## Excerpt provided:
=====
Living Building Challenge

Jason F. McLennan and Eden Brukman

The Living Building Challenge is a visionary strategy for creating a socially just, culturally rich and ecologically benign built environment. Rather than providing points for incremental improvements in building performance, it measures success against the end goal of true sustainability and provides a framework for restoring balance in the human ecosystem.

Describe the critical need your solution addresses.

Every natural system on the planet is in decline, but there is no shared understanding of what can and must be achieved now to reverse this decline. A new bar must be set for sustainability in the built environment to support the rapid adoption of integrated, cutting-edge techniques and practices.

Explain your initiative in more depth and its stage of development.

Launched in November 2006, the Living Building Challenge has already proven to be a transformative program, with over sixty projects in various stages of development around North America and beyond. The Challenge inspires green building teams to leap forward and innovate new techniques – to demonstrate that ecological balance in the built environment is possible using current technology. To be “Living” the building(s) must achieve each of the Challenge’s environmentally critical imperatives (no exceptions). It must generate all of its own energy onsite using renewable sources; capture and treat all of its own water; be constructed of nontoxic, sustainably sourced materials; use only previously developed sites (ending sprawl); and be beautiful and inspiring to its inhabitants.
=====
## Work order 1:
Do these statements agree with the Living Building Challenge text? Answer yes or no for each, and quote the words of the text that decide it.
(a) The Living Building Challenge was launched in November 2006.
(b) The Challenge awards points for incremental improvements in building performance.
(c) A building can count as "Living" while meeting only some of the Challenge's imperatives.
## Work order 2:
Duplicate the part of the Living Building Challenge text starting with "Jason F. McLennan" and going on through "stage of development.".
## Work order 3:
Translate this sentence from the Living Building Challenge text into Spanish: "Every natural system on the planet is in decline, but there is no shared understanding of what can and must be achieved now to reverse this decline."

## Data excerpts:
=====
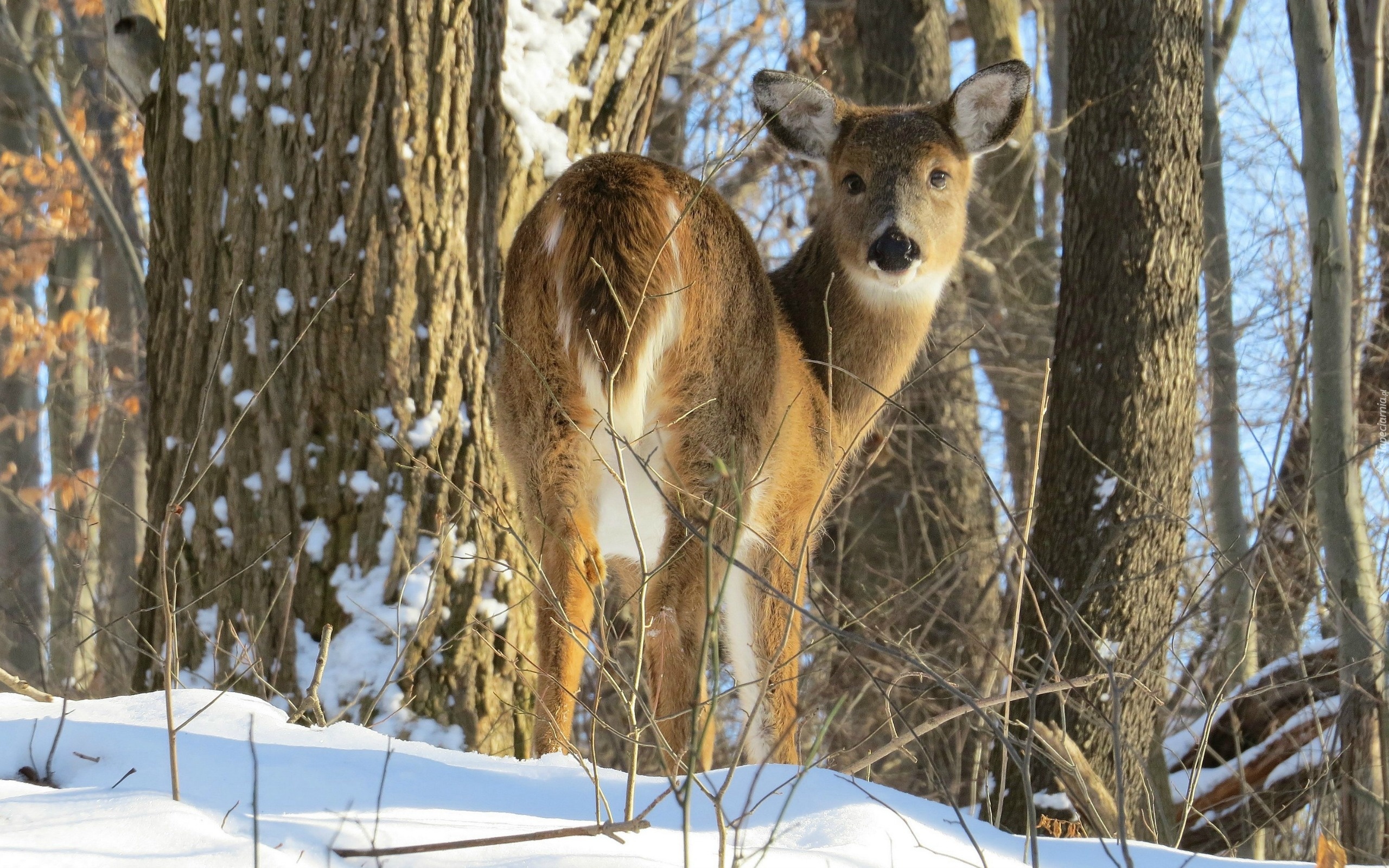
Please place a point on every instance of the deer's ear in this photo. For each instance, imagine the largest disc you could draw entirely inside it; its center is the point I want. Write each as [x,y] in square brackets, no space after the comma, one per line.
[803,116]
[986,107]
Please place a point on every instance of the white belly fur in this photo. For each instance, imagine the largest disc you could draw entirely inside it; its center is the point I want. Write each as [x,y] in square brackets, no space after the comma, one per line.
[629,467]
[639,502]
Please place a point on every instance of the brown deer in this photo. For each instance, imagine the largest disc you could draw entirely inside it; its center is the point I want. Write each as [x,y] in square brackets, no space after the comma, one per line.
[678,418]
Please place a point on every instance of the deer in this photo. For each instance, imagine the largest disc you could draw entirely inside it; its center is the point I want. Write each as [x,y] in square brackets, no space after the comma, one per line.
[677,418]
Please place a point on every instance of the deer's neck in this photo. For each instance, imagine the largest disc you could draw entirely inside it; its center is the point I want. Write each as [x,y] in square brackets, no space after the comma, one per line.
[862,336]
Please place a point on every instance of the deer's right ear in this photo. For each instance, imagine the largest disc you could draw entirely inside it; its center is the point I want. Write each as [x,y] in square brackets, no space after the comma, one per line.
[803,116]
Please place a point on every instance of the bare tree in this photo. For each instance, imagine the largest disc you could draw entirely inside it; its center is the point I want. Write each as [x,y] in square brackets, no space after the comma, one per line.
[331,194]
[1114,485]
[24,596]
[1239,659]
[1349,566]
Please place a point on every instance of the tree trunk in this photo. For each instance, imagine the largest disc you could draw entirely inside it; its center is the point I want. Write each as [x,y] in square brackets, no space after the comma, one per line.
[1238,660]
[124,437]
[74,396]
[24,582]
[1350,576]
[1018,295]
[1114,487]
[367,184]
[73,441]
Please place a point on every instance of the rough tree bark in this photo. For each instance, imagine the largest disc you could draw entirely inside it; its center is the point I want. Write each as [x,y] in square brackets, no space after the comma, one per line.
[24,582]
[1349,564]
[365,149]
[1238,660]
[1114,487]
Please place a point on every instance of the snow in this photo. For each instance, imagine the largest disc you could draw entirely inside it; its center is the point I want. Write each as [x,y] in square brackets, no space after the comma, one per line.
[189,519]
[259,790]
[189,87]
[238,112]
[535,75]
[421,434]
[1103,490]
[629,48]
[217,453]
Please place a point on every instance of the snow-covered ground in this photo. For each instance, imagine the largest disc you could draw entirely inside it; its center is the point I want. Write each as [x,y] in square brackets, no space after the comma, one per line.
[309,790]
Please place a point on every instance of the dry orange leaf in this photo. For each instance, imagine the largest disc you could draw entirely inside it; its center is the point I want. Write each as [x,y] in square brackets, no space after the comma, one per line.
[1330,854]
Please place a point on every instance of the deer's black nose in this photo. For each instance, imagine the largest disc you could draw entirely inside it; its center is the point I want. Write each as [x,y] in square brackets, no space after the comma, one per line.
[894,251]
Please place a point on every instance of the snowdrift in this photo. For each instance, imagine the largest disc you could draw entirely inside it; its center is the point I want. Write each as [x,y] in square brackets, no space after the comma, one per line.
[304,792]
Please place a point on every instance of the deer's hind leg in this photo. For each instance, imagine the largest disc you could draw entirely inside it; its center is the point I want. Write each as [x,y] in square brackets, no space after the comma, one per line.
[573,574]
[555,467]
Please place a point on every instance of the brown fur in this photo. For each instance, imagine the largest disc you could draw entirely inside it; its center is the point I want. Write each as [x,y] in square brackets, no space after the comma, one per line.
[688,326]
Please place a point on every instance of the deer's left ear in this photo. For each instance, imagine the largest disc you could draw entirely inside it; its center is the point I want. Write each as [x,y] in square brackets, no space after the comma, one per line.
[800,114]
[986,107]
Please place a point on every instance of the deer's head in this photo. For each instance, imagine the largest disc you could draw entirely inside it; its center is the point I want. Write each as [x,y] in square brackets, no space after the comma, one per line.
[901,175]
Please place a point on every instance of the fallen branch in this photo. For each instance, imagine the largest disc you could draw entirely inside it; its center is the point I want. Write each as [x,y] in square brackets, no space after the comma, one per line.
[24,688]
[920,730]
[603,828]
[1089,796]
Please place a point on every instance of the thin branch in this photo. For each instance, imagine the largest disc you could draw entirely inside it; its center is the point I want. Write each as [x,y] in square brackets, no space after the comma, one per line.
[603,828]
[963,710]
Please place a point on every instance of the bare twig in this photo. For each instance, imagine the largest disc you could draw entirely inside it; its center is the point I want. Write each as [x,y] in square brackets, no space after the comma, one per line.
[1089,796]
[53,749]
[24,688]
[603,828]
[311,698]
[963,710]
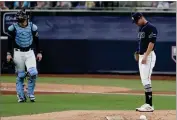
=====
## Task solution 1:
(a) Yes: "Launched in November 2006"
(b) No: "Rather than providing points for incremental improvements in building performance"
(c) No: "must achieve each of the Challenge’s environmentally critical imperatives (no exceptions)"

## Task solution 2:
Jason F. McLennan and Eden Brukman

The Living Building Challenge is a visionary strategy for creating a socially just, culturally rich and ecologically benign built environment. Rather than providing points for incremental improvements in building performance, it measures success against the end goal of true sustainability and provides a framework for restoring balance in the human ecosystem.

Describe the critical need your solution addresses.

Every natural system on the planet is in decline, but there is no shared understanding of what can and must be achieved now to reverse this decline. A new bar must be set for sustainability in the built environment to support the rapid adoption of integrated, cutting-edge techniques and practices.

Explain your initiative in more depth and its stage of development.

## Task solution 3:
Todos los sistemas naturales del planeta están en declive, pero no existe un entendimiento compartido de lo que se puede y se debe lograr ahora para revertir este declive.